-------- Page extract
# Stocking 10 Gallon Betta tank



## Homer_Simpson (May 10, 2007)

desolatefox said:


> I'm planning on upgrading my betta from a 3 gallon to a 5 gallon (by himself) or 10 gallon (with other fish), and I was wondering what to choose as tank mates. I've been searching the web for the last hour trying to decide on what would be safe; there is so much conflicting information. :icon_roll
> 
> So anyway..if I get a 10 gallon, how does this sound? My betta plus 5 cardinal tetras, then possibly a trio of cherry barbs and an oto. Overstocked? Too much potential for aggression or fin nipping?
> 
> ...


Bettas can have radically differing personalities so there is no way to say what would happen with 100% accuracy. It is a risk that may or may not pay off. The betta may not like its tankmates and act agressively toward them or you may get a fish that although normally is not known to fin nip may nip the bettas fins. Personally, I would put only put Zebra Nerite Snails with a betta. Why? the zebra nerite will not bother the betta and if the betta decides to pick on the snail, there will be little harm as the snail will be protected by its shell. Plus, you get some added insurance against algae in a planted tank as zebra nerite snails are known to be among the best algae eaters around and will even clear a tank of green spot algae which nothing else will touch.


----------



## ZooTycoonMaster (Jan 2, 2008)

Don't put any barbs with a Betta whatsoever, because they can still be tempted to nip fins (or vice-versa).


----------



## lauraleellbp (Feb 3, 2008)

I've kept Cardinals with Bettas before with no issues.

As Homer said, though- you need to have a Plan B in place in case it doesn't work b/c Bettas are always "individuals."


----------



## CobraGuppy (Sep 23, 2007)

If the cardinal's don't work out you could consider some bottom dwellers like Corys.


----------



## Walking_Target (Jul 16, 2008)

My 10g betta tank has a breeding colony of cherry shrimps and it's a freakin booming colony, started with 8 or so, now I have at least 80, if not over 100 with females from the first hatching becoming berried in the next day or so (all very saddled with great color) 
There's also 2 Panda corys and a single Juli or similar corydoras sp. (an emergency adoption for a friend along with a small plec that went in another tank...) Oh, and 4 Amanos that I almost never see. 

Kid you not, the only thing my betta even looks at is the Ramshorn snails in there. He'll flare and do his aggressive thing for it, but nothing else in the tank.
----------------
» Direction 1: Please repeat the part of the betta tank thread starting with "## ZooTycoonMaster (Jan" and going on through "(Feb 3, 2008)".
» Direction 2: In the betta tank thread, which snails does Homer_Simpson say are the only tankmates he would put with a betta?
The items have nothing to do with the betta tank thread.
-------- Dataset entries
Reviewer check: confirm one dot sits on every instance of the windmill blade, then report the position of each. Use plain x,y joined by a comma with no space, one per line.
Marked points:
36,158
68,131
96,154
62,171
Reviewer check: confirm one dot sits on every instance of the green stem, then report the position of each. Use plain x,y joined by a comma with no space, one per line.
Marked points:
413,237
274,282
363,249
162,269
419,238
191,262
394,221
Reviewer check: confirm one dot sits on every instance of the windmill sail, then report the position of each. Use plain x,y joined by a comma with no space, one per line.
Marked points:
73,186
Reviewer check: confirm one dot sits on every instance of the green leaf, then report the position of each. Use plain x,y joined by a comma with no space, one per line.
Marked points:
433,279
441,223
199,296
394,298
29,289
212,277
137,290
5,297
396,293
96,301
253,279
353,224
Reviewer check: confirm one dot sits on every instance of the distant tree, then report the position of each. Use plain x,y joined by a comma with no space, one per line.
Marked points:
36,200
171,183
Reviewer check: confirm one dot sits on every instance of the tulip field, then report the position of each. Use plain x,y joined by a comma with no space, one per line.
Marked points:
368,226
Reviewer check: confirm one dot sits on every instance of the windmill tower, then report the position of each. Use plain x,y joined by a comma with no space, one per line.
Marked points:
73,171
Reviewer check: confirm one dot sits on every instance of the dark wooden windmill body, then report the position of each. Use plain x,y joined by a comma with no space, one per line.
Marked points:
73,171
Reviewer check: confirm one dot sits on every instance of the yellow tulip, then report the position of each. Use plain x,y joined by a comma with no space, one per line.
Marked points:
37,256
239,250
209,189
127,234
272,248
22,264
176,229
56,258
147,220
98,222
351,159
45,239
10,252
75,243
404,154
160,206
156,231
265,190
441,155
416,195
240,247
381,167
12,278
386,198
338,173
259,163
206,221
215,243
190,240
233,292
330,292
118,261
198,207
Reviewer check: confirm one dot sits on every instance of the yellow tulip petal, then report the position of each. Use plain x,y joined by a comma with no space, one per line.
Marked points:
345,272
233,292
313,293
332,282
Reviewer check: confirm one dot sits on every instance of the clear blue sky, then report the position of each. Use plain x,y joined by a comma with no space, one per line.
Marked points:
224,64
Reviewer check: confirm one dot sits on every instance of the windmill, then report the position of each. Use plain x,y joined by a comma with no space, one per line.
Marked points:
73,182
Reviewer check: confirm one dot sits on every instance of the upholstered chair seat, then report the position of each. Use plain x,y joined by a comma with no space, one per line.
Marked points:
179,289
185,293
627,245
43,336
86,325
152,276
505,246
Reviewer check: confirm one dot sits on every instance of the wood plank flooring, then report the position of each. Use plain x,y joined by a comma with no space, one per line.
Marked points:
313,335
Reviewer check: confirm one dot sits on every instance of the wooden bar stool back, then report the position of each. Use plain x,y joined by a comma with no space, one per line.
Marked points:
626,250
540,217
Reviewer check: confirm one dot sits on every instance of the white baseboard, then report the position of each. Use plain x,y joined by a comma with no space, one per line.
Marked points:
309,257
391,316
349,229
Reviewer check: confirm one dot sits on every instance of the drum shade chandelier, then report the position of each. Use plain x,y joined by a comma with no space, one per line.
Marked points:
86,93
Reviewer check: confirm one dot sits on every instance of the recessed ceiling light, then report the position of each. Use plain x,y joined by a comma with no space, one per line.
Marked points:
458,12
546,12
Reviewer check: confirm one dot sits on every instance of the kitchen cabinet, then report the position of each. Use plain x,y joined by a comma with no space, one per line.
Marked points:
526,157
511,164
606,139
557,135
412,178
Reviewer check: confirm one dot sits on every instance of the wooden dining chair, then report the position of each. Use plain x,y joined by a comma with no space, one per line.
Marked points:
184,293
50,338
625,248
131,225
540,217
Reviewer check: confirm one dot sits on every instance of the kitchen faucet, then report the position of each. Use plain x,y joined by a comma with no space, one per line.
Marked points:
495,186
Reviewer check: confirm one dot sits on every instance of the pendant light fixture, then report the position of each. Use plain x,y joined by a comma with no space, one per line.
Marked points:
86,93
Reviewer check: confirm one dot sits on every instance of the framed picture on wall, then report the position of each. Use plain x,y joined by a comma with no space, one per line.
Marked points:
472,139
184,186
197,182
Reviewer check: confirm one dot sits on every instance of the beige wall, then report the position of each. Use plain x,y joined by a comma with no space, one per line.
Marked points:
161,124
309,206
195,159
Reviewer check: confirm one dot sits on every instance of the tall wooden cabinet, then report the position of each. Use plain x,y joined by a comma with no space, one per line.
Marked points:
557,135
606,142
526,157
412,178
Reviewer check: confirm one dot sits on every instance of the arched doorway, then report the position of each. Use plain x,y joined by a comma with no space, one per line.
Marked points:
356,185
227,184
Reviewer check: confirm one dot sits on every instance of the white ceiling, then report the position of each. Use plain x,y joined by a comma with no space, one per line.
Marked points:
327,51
----------------
» Solution 1:
## ZooTycoonMaster (Jan 2, 2008)

Don't put any barbs with a Betta whatsoever, because they can still be tempted to nip fins (or vice-versa).


----------



## lauraleellbp (Feb 3, 2008)

» Solution 2: Zebra Nerite Snails.